In duplicating the lines below, keep every word unchanged and drop the pictures.

—————

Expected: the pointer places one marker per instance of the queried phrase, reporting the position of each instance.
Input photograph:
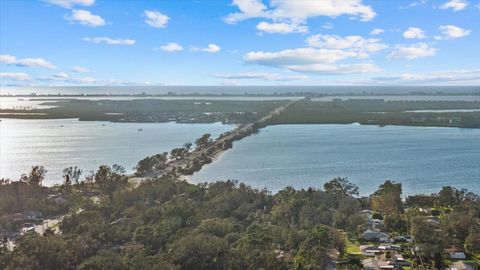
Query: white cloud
(85, 17)
(64, 77)
(466, 76)
(156, 19)
(17, 76)
(61, 76)
(71, 3)
(25, 62)
(452, 31)
(377, 31)
(109, 41)
(282, 28)
(248, 9)
(327, 25)
(413, 51)
(211, 48)
(414, 4)
(259, 75)
(311, 60)
(80, 69)
(414, 33)
(170, 47)
(361, 46)
(84, 80)
(455, 5)
(298, 12)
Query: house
(367, 214)
(455, 252)
(370, 251)
(27, 215)
(377, 264)
(390, 247)
(371, 235)
(461, 265)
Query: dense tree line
(170, 224)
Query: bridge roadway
(216, 146)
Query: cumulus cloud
(248, 9)
(282, 28)
(455, 5)
(311, 60)
(80, 69)
(170, 47)
(61, 76)
(156, 19)
(16, 76)
(414, 33)
(259, 75)
(211, 48)
(377, 31)
(109, 41)
(452, 31)
(286, 13)
(25, 62)
(361, 46)
(71, 3)
(327, 25)
(413, 51)
(466, 76)
(85, 17)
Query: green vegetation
(364, 111)
(152, 110)
(170, 224)
(379, 112)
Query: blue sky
(240, 42)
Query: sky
(239, 42)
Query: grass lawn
(353, 247)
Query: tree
(188, 146)
(108, 180)
(149, 164)
(35, 177)
(178, 152)
(71, 174)
(203, 141)
(199, 251)
(387, 199)
(450, 196)
(428, 239)
(341, 188)
(472, 243)
(457, 227)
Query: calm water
(237, 90)
(423, 159)
(407, 98)
(36, 102)
(57, 144)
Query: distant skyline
(239, 42)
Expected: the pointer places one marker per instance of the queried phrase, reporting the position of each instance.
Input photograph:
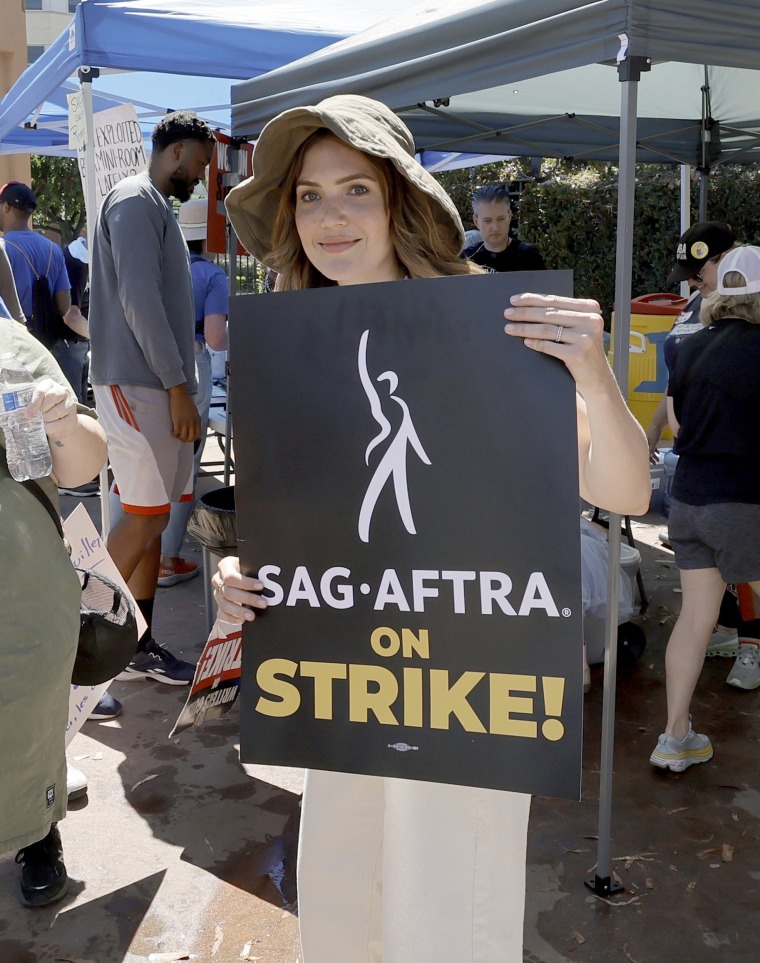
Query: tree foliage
(60, 201)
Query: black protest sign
(407, 489)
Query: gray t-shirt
(141, 296)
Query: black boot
(43, 875)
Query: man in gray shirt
(142, 366)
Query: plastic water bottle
(26, 444)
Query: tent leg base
(604, 885)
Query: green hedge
(570, 213)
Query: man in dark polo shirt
(492, 216)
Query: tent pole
(685, 212)
(704, 184)
(629, 71)
(232, 243)
(86, 75)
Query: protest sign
(407, 490)
(216, 682)
(117, 146)
(88, 550)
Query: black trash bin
(214, 525)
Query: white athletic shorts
(151, 467)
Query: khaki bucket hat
(363, 124)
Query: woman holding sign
(397, 870)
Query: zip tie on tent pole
(623, 52)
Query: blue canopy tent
(207, 43)
(177, 54)
(668, 80)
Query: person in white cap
(399, 870)
(713, 401)
(210, 297)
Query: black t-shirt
(717, 408)
(516, 256)
(685, 324)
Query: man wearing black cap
(699, 251)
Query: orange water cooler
(652, 316)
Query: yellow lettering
(413, 697)
(504, 705)
(288, 695)
(379, 702)
(324, 674)
(389, 648)
(445, 700)
(415, 644)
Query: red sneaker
(175, 570)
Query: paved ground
(179, 852)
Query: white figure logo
(393, 462)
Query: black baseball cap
(697, 245)
(18, 195)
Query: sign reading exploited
(407, 491)
(118, 148)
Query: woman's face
(342, 216)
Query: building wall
(12, 65)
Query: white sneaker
(679, 754)
(746, 671)
(76, 782)
(723, 642)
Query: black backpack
(45, 323)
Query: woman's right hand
(236, 594)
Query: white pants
(399, 871)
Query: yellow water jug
(652, 317)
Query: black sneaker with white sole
(43, 874)
(156, 662)
(82, 491)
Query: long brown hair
(424, 247)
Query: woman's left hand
(58, 408)
(566, 328)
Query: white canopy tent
(670, 80)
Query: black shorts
(725, 536)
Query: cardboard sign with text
(88, 550)
(118, 148)
(407, 489)
(230, 164)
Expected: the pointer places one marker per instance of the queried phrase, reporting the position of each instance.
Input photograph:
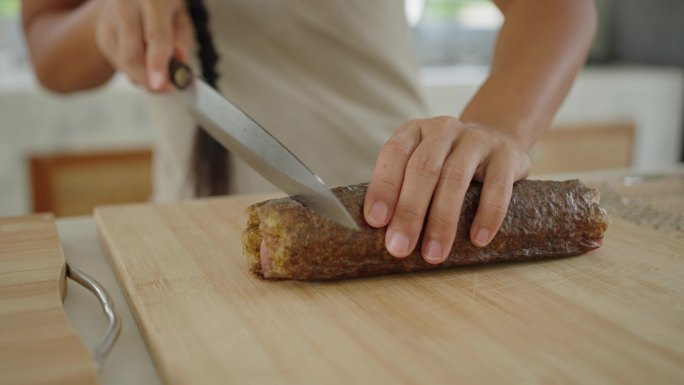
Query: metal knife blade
(244, 137)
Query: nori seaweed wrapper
(545, 219)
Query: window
(451, 32)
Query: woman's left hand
(427, 165)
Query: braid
(210, 159)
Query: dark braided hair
(209, 159)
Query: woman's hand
(427, 165)
(138, 37)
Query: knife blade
(244, 137)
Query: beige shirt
(331, 79)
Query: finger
(447, 202)
(107, 40)
(420, 178)
(383, 190)
(494, 199)
(157, 24)
(184, 35)
(131, 51)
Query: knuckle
(131, 58)
(440, 223)
(398, 146)
(497, 209)
(120, 9)
(425, 166)
(501, 184)
(409, 213)
(455, 175)
(446, 121)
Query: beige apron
(331, 79)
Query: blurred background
(66, 154)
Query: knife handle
(180, 74)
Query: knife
(243, 136)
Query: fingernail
(378, 213)
(482, 237)
(398, 244)
(157, 80)
(433, 252)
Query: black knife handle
(180, 74)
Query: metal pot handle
(113, 328)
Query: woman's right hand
(139, 37)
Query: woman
(333, 80)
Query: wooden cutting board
(37, 343)
(614, 315)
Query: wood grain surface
(614, 315)
(37, 343)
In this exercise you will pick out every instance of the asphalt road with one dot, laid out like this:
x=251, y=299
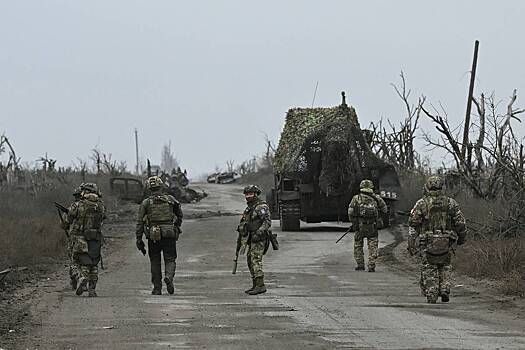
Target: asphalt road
x=315, y=299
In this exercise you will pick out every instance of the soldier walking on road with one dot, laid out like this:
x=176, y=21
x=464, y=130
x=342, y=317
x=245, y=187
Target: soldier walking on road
x=436, y=223
x=364, y=212
x=84, y=220
x=159, y=218
x=254, y=230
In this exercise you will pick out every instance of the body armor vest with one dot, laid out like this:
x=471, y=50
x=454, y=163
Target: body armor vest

—————

TASK RESPONSE:
Expected: the pointer places one marker per instance of the queried phrase, reporting the position of each instance.
Input photograph:
Query: white cloud
(85, 17)
(64, 77)
(466, 76)
(156, 19)
(17, 76)
(61, 76)
(71, 3)
(25, 62)
(452, 31)
(377, 31)
(109, 41)
(282, 28)
(248, 9)
(327, 25)
(413, 51)
(211, 48)
(414, 4)
(259, 75)
(311, 60)
(80, 69)
(414, 33)
(170, 47)
(361, 46)
(84, 80)
(455, 5)
(298, 12)
Query: house
(367, 214)
(455, 252)
(370, 251)
(27, 215)
(377, 264)
(390, 247)
(371, 235)
(461, 265)
Query: dense tree line
(170, 224)
Query: bridge roadway
(216, 146)
Query: cumulus cloud
(248, 9)
(282, 28)
(455, 5)
(311, 60)
(80, 69)
(170, 47)
(61, 76)
(156, 19)
(16, 76)
(414, 33)
(259, 75)
(211, 48)
(377, 31)
(109, 41)
(452, 31)
(286, 13)
(25, 62)
(361, 46)
(71, 3)
(327, 25)
(413, 51)
(466, 76)
(85, 17)
Query: green vegetation
(364, 111)
(152, 110)
(170, 224)
(379, 112)
Query: blue sky
(240, 42)
Query: sky
(239, 42)
Query: grass lawn
(353, 247)
Query: tree
(188, 146)
(108, 180)
(149, 164)
(35, 177)
(178, 152)
(71, 174)
(203, 141)
(199, 251)
(387, 199)
(450, 196)
(428, 239)
(341, 188)
(472, 243)
(457, 227)
Query: calm water
(237, 90)
(423, 159)
(407, 98)
(36, 102)
(57, 144)
Query: distant skyline
(239, 42)
Expected: the pointer places one marker per instance of the queried phrase, reporting the position of each instance.
Input photograph:
Query: tree foliage
(60, 201)
Query: black protest sign
(407, 489)
Query: gray t-shirt
(141, 296)
Query: black boot
(43, 875)
Query: man in gray shirt
(142, 366)
Query: plastic water bottle
(26, 444)
Query: tent leg base
(604, 885)
Query: green hedge
(570, 213)
Query: man in dark polo shirt
(492, 216)
Query: tent pole
(685, 212)
(704, 184)
(629, 71)
(232, 243)
(86, 75)
Query: protest sign
(407, 490)
(216, 682)
(117, 146)
(88, 550)
Query: black trash bin
(214, 525)
Query: white athletic shorts
(151, 467)
Query: khaki bucket hat
(363, 124)
Query: woman holding sign
(397, 870)
Query: zip tie on tent pole
(623, 52)
Query: blue canopy tent
(207, 43)
(177, 54)
(668, 80)
Query: person in white cap
(399, 870)
(713, 401)
(210, 297)
Query: black t-shirt
(717, 408)
(516, 256)
(685, 324)
Query: man wearing black cap
(699, 251)
Query: orange water cooler
(652, 316)
Query: yellow lettering
(413, 697)
(504, 705)
(288, 695)
(379, 702)
(324, 674)
(389, 648)
(445, 700)
(415, 644)
Query: red sneaker
(175, 570)
Query: paved ground
(179, 852)
Query: white figure logo
(393, 462)
Query: black baseball cap
(697, 245)
(18, 195)
Query: sign reading exploited
(407, 491)
(118, 148)
Query: woman's face
(342, 216)
Query: building wall
(12, 65)
Query: white sneaker
(679, 754)
(746, 671)
(76, 782)
(723, 642)
Query: black backpack
(45, 323)
Query: woman's right hand
(236, 594)
Query: white pants
(399, 871)
Query: yellow water jug
(652, 317)
Query: black sneaker with white sole
(43, 874)
(156, 662)
(82, 491)
Query: long brown hair
(424, 247)
Query: woman's left hand
(58, 408)
(566, 328)
Query: white canopy tent
(670, 80)
Query: black shorts
(725, 536)
Query: cardboard sign with text
(88, 550)
(118, 148)
(407, 489)
(230, 164)
Expected: the pointer places one marker per instance of the queried phrase, reporting the position of each instance.
Input photograph:
Query: metal knife blade
(244, 137)
Query: nori seaweed wrapper
(545, 219)
Query: window
(451, 32)
Query: woman's left hand
(427, 165)
Query: braid
(210, 159)
Query: dark braided hair
(209, 159)
Query: woman's hand
(427, 165)
(138, 37)
Query: knife blade
(244, 137)
Query: beige shirt
(331, 79)
Query: finger
(447, 202)
(107, 40)
(420, 178)
(383, 190)
(494, 199)
(157, 24)
(184, 35)
(131, 51)
Query: knuckle
(131, 58)
(440, 223)
(398, 146)
(497, 209)
(120, 9)
(425, 166)
(501, 184)
(409, 213)
(455, 175)
(446, 121)
Query: beige apron
(331, 79)
Query: blurred background
(66, 154)
Query: knife handle
(180, 74)
Query: knife
(243, 136)
Query: fingernail
(378, 213)
(482, 237)
(398, 244)
(157, 80)
(433, 252)
Query: black knife handle
(180, 74)
Query: metal pot handle
(113, 328)
Query: woman's right hand
(139, 37)
Query: woman
(333, 80)
Query: wooden cutting board
(37, 343)
(614, 315)
Query: wood grain surface
(614, 315)
(37, 343)
In this exercise you will pick out every instance of the asphalt road with one dot, laid out like this:
x=251, y=299
Target: asphalt road
x=315, y=299
In this exercise you will pick out every instance of the soldier walking on road with one dot, laid out like this:
x=176, y=21
x=464, y=130
x=342, y=317
x=245, y=187
Target: soldier walking on road
x=436, y=223
x=364, y=212
x=84, y=220
x=159, y=218
x=254, y=230
In this exercise you will pick out every instance of the body armor vest with one dot, laid out like this:
x=471, y=50
x=454, y=163
Target: body armor vest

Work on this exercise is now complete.